Provided passage
--- START ---

GSK Stock Near 52-Week Highs: Upgraded 2025 Guidance, Buybacks and Zantac Relief Fuel Re‑Rating

GSK Stock Near 52-Week Highs: Upgraded 2025 Guidance, Buybacks and Zantac Relief Fuel Re‑Rating

As of 9 December 2025, GSK plc (LSE: GSK; NYSE: GSK) stock is trading close to its 52‑week highs on both sides of the Atlantic, after a year in which the UK pharma group has upgraded guidance, accelerated buybacks and largely defused one of the biggest litigation overhangs in the sector.

On the NYSE, GSK ADRs change hands around $48–49, very near their 52‑week high of $49.31, and up roughly 37% over the past year, versus about 14% for the S&P 500 over the same period. [1] On the London Stock Exchange, GSK trades around £18.0, also just below its 52‑week high near £18.5 and well above the 52‑week low around £12.4. [2]

Below is a detailed look at the latest GSK stock news, earnings, guidance, analyst forecasts and key risks as of 9 December 2025.


Where GSK stock stands on 9 December 2025

  • London listing (LSE: GSK): ~£18.05, with a 52‑week range of £12.43–£18.54. [3]
  • US ADR (NYSE: GSK): ~$48.5, with a 52‑week range of $31.72–$49.31 and a trailing P/E ratio around 13.7x. [4]

Over the last 12 months, GSK’s London‑listed shares have gained about 34%, outperforming the FTSE 350 by nearly 20 percentage points. [5] GSK’s beta (a measure of volatility) is around 0.23, meaning the ADR tends to move less than the wider US equity market. [6]

Against a backdrop where the S&P 500’s forward P/E is in the low‑20s, GSK’s low‑teens earnings multiple leaves it trading at a noticeable valuation discount to the broader US market. [7]


Q3 2025: Earnings beat and upgraded guidance

The immediate catalyst for GSK stock’s late‑2025 strength was a strong third quarter (Q3 2025) and a significant upgrade to full‑year guidance.

In its Q3 2025 report, GSK delivered: [8]

  • Total Q3 sales: £8.5bn, up 7% at actual exchange rates and 8% at constant exchange rates.
  • Specialty Medicines: £3.4bn, up 16%, with:
    • Oncology sales up 39% to £0.5bn.
    • HIV sales up 12% to £1.9bn.
  • Vaccines: £2.7bn, up 2%, including:
    • Shingrix (shingles vaccine) up 13% to £0.8bn.
    • Arexvy (RSV vaccine) up 36% to about £0.3bn.
  • General Medicines: £2.5bn, up 4%.
  • Core EPS: 55p, up 14% year on year.

--- END ---

What to produce
List each business segment named in the Q3 2025 results of the GSK stock report, with its stated sales figure and percentage change.

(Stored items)
--- START ---

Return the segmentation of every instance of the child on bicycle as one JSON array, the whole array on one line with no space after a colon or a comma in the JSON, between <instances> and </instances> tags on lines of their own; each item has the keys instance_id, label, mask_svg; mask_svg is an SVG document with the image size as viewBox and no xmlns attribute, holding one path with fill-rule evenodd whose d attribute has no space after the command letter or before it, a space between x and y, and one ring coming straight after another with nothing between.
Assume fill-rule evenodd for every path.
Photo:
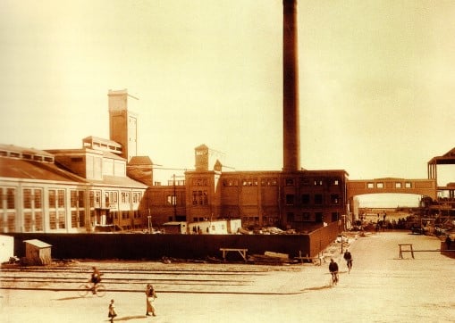
<instances>
[{"instance_id":1,"label":"child on bicycle","mask_svg":"<svg viewBox=\"0 0 455 323\"><path fill-rule=\"evenodd\" d=\"M333 258L330 259L329 271L332 274L332 281L334 284L338 283L338 263L335 262Z\"/></svg>"},{"instance_id":2,"label":"child on bicycle","mask_svg":"<svg viewBox=\"0 0 455 323\"><path fill-rule=\"evenodd\" d=\"M346 261L349 270L350 271L350 269L352 268L352 255L348 249L346 249L343 258Z\"/></svg>"}]
</instances>

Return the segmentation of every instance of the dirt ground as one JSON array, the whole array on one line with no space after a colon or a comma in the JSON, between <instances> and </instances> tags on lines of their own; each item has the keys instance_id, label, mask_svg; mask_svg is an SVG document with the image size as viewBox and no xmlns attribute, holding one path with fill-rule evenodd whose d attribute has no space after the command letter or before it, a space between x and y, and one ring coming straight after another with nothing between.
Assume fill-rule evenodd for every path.
<instances>
[{"instance_id":1,"label":"dirt ground","mask_svg":"<svg viewBox=\"0 0 455 323\"><path fill-rule=\"evenodd\" d=\"M0 289L0 318L2 322L106 322L107 306L114 298L119 314L114 322L453 322L455 260L437 252L417 252L415 259L407 253L400 259L399 244L413 244L415 250L440 248L438 238L409 232L351 236L349 244L343 245L349 246L354 259L350 273L340 244L324 253L327 261L333 257L340 264L336 286L329 286L328 262L274 267L254 278L247 275L250 284L227 289L215 286L201 286L194 293L158 289L156 317L145 316L144 294L138 291L80 298L73 291ZM200 270L214 266L257 268L171 266Z\"/></svg>"}]
</instances>

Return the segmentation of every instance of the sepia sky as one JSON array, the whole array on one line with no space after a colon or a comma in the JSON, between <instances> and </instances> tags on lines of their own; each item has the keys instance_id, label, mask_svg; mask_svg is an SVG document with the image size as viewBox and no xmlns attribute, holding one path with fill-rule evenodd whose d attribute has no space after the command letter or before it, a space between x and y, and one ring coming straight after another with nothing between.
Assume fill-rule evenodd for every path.
<instances>
[{"instance_id":1,"label":"sepia sky","mask_svg":"<svg viewBox=\"0 0 455 323\"><path fill-rule=\"evenodd\" d=\"M426 178L455 146L455 2L298 11L302 167ZM206 144L237 170L282 169L282 0L3 0L0 17L1 143L108 138L107 91L128 88L154 162L192 169Z\"/></svg>"}]
</instances>

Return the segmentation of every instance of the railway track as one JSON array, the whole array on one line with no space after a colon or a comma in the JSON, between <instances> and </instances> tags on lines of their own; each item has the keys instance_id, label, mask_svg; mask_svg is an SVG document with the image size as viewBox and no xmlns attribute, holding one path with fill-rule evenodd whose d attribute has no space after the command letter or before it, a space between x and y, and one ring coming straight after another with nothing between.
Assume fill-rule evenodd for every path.
<instances>
[{"instance_id":1,"label":"railway track","mask_svg":"<svg viewBox=\"0 0 455 323\"><path fill-rule=\"evenodd\" d=\"M142 292L147 284L152 284L160 293L245 294L268 273L266 269L239 270L221 267L205 269L106 266L98 269L104 274L102 284L112 292ZM91 266L77 265L2 268L0 289L77 291L80 284L88 282L90 273Z\"/></svg>"}]
</instances>

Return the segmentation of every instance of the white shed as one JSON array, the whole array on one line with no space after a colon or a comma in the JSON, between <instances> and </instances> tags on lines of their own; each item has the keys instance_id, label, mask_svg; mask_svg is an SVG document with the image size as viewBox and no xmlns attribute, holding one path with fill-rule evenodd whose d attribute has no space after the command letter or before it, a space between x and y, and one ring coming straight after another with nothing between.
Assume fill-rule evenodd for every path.
<instances>
[{"instance_id":1,"label":"white shed","mask_svg":"<svg viewBox=\"0 0 455 323\"><path fill-rule=\"evenodd\" d=\"M14 237L0 236L0 262L6 262L14 256Z\"/></svg>"},{"instance_id":2,"label":"white shed","mask_svg":"<svg viewBox=\"0 0 455 323\"><path fill-rule=\"evenodd\" d=\"M25 261L28 265L50 265L52 245L38 239L24 240Z\"/></svg>"}]
</instances>

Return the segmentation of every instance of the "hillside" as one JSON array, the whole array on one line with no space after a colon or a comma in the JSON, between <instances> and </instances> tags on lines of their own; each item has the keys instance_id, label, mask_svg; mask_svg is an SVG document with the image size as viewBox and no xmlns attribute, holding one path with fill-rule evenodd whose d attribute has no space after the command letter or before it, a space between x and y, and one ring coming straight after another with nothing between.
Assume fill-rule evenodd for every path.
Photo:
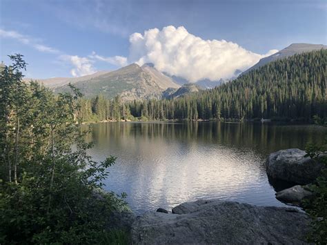
<instances>
[{"instance_id":1,"label":"hillside","mask_svg":"<svg viewBox=\"0 0 327 245\"><path fill-rule=\"evenodd\" d=\"M197 84L185 84L179 89L175 90L174 92L171 92L168 95L168 96L166 96L166 98L178 98L179 97L189 95L192 92L197 92L200 90L203 90L203 88L202 87L198 86ZM166 91L165 92L167 92Z\"/></svg>"},{"instance_id":2,"label":"hillside","mask_svg":"<svg viewBox=\"0 0 327 245\"><path fill-rule=\"evenodd\" d=\"M71 82L79 88L86 98L102 95L113 99L119 95L121 101L161 99L162 92L168 88L177 89L179 86L153 67L131 64L112 72L100 72L94 75L70 79L52 79L41 81L44 85L60 92L68 89Z\"/></svg>"},{"instance_id":3,"label":"hillside","mask_svg":"<svg viewBox=\"0 0 327 245\"><path fill-rule=\"evenodd\" d=\"M242 75L246 74L250 70L257 69L262 66L264 66L270 62L275 61L277 59L286 58L290 56L301 54L305 52L310 52L313 50L319 50L321 49L326 49L327 46L323 44L310 44L310 43L293 43L290 44L288 47L282 49L279 52L277 52L275 54L273 54L268 57L261 59L258 63L255 66L246 70L242 73Z\"/></svg>"},{"instance_id":4,"label":"hillside","mask_svg":"<svg viewBox=\"0 0 327 245\"><path fill-rule=\"evenodd\" d=\"M265 118L312 120L327 117L326 60L320 50L278 59L214 89L171 100L129 104L149 119Z\"/></svg>"},{"instance_id":5,"label":"hillside","mask_svg":"<svg viewBox=\"0 0 327 245\"><path fill-rule=\"evenodd\" d=\"M95 73L88 75L79 77L52 77L47 79L32 79L32 78L24 78L23 80L28 81L30 80L38 81L40 84L42 84L46 87L50 88L56 88L57 87L63 86L68 84L74 84L79 81L87 81L93 79L94 77L99 77L101 75L110 72L109 71L99 71Z\"/></svg>"}]
</instances>

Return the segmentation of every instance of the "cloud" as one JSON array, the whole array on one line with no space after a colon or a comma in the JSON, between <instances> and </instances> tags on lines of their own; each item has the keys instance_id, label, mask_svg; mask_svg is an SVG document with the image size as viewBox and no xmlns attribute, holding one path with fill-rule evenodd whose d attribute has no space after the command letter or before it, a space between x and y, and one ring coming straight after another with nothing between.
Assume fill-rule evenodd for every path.
<instances>
[{"instance_id":1,"label":"cloud","mask_svg":"<svg viewBox=\"0 0 327 245\"><path fill-rule=\"evenodd\" d=\"M49 52L52 54L59 54L60 52L59 50L55 48L41 44L37 39L28 36L23 35L14 30L5 30L3 29L0 29L0 37L16 39L18 41L23 44L28 45L40 52Z\"/></svg>"},{"instance_id":2,"label":"cloud","mask_svg":"<svg viewBox=\"0 0 327 245\"><path fill-rule=\"evenodd\" d=\"M92 52L91 55L89 55L91 59L97 59L101 61L105 61L114 66L127 66L127 58L122 56L114 56L111 57L105 57L99 55L97 55L95 52Z\"/></svg>"},{"instance_id":3,"label":"cloud","mask_svg":"<svg viewBox=\"0 0 327 245\"><path fill-rule=\"evenodd\" d=\"M77 55L61 55L59 59L70 62L74 68L70 70L70 74L73 77L81 77L92 74L96 72L93 67L92 60L86 57L80 57Z\"/></svg>"},{"instance_id":4,"label":"cloud","mask_svg":"<svg viewBox=\"0 0 327 245\"><path fill-rule=\"evenodd\" d=\"M278 50L259 55L225 40L204 40L180 26L172 26L135 32L130 36L128 63L152 63L160 71L182 77L190 82L217 80L234 76Z\"/></svg>"},{"instance_id":5,"label":"cloud","mask_svg":"<svg viewBox=\"0 0 327 245\"><path fill-rule=\"evenodd\" d=\"M0 37L14 39L42 52L60 55L59 56L60 60L69 62L73 66L73 68L70 70L70 74L73 77L84 76L96 72L92 65L93 60L87 57L80 57L77 55L66 55L57 49L40 43L37 39L23 35L14 30L5 30L3 29L0 29ZM99 56L99 57L101 57ZM123 57L117 57L117 62L119 60L123 60Z\"/></svg>"}]
</instances>

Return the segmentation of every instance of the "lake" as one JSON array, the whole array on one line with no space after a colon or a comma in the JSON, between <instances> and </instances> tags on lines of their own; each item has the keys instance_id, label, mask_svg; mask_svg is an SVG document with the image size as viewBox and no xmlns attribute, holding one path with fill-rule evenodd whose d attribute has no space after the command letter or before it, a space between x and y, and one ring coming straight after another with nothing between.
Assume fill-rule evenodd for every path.
<instances>
[{"instance_id":1,"label":"lake","mask_svg":"<svg viewBox=\"0 0 327 245\"><path fill-rule=\"evenodd\" d=\"M108 122L92 124L94 160L117 157L106 189L126 193L136 213L182 202L219 198L285 206L275 197L265 168L268 155L322 142L315 126L220 122Z\"/></svg>"}]
</instances>

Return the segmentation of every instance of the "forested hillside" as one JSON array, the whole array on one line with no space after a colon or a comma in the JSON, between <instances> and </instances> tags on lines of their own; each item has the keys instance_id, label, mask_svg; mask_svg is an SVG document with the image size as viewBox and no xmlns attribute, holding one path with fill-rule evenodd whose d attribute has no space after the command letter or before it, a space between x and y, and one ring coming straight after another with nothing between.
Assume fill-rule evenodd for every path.
<instances>
[{"instance_id":1,"label":"forested hillside","mask_svg":"<svg viewBox=\"0 0 327 245\"><path fill-rule=\"evenodd\" d=\"M255 118L308 121L327 117L327 50L296 55L252 70L232 81L171 100L133 101L118 98L85 101L85 120L232 119Z\"/></svg>"}]
</instances>

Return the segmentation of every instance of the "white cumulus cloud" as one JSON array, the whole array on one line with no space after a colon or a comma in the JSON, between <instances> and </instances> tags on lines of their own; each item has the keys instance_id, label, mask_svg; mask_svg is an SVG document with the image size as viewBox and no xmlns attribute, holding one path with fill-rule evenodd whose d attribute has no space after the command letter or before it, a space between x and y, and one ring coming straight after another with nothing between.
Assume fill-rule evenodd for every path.
<instances>
[{"instance_id":1,"label":"white cumulus cloud","mask_svg":"<svg viewBox=\"0 0 327 245\"><path fill-rule=\"evenodd\" d=\"M0 29L0 37L3 38L11 38L13 39L16 39L20 41L21 43L26 45L28 45L41 52L50 52L52 54L57 54L60 52L59 50L54 48L51 48L46 45L39 43L38 40L26 35L23 35L14 30L6 30L3 29Z\"/></svg>"},{"instance_id":2,"label":"white cumulus cloud","mask_svg":"<svg viewBox=\"0 0 327 245\"><path fill-rule=\"evenodd\" d=\"M160 71L182 77L190 82L233 77L237 70L245 70L264 57L237 43L225 40L204 40L180 26L150 29L130 36L128 63L152 63Z\"/></svg>"},{"instance_id":3,"label":"white cumulus cloud","mask_svg":"<svg viewBox=\"0 0 327 245\"><path fill-rule=\"evenodd\" d=\"M96 72L92 65L93 61L86 57L80 57L77 55L61 55L60 59L70 62L74 66L70 70L70 74L73 77L86 76Z\"/></svg>"}]
</instances>

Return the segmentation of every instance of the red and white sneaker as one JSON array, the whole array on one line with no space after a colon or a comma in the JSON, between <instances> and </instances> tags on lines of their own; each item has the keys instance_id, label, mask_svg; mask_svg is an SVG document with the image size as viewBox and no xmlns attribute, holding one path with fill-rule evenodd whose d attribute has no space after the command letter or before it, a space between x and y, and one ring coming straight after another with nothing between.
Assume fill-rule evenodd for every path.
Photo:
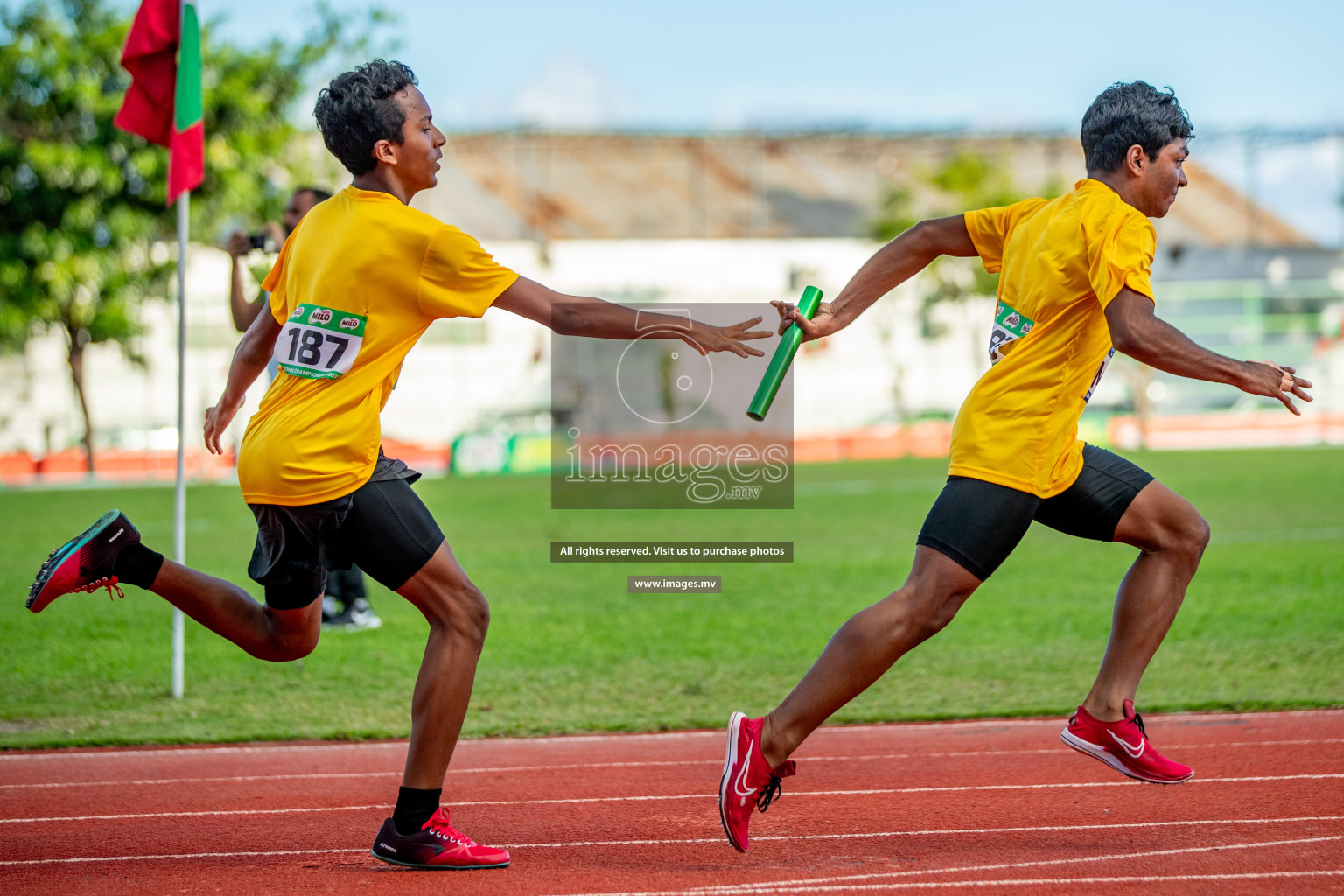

--- END ---

Solution
- Specialty Medicines: £3.4bn, up 16%
- Vaccines: £2.7bn, up 2%
- General Medicines: £2.5bn, up 4%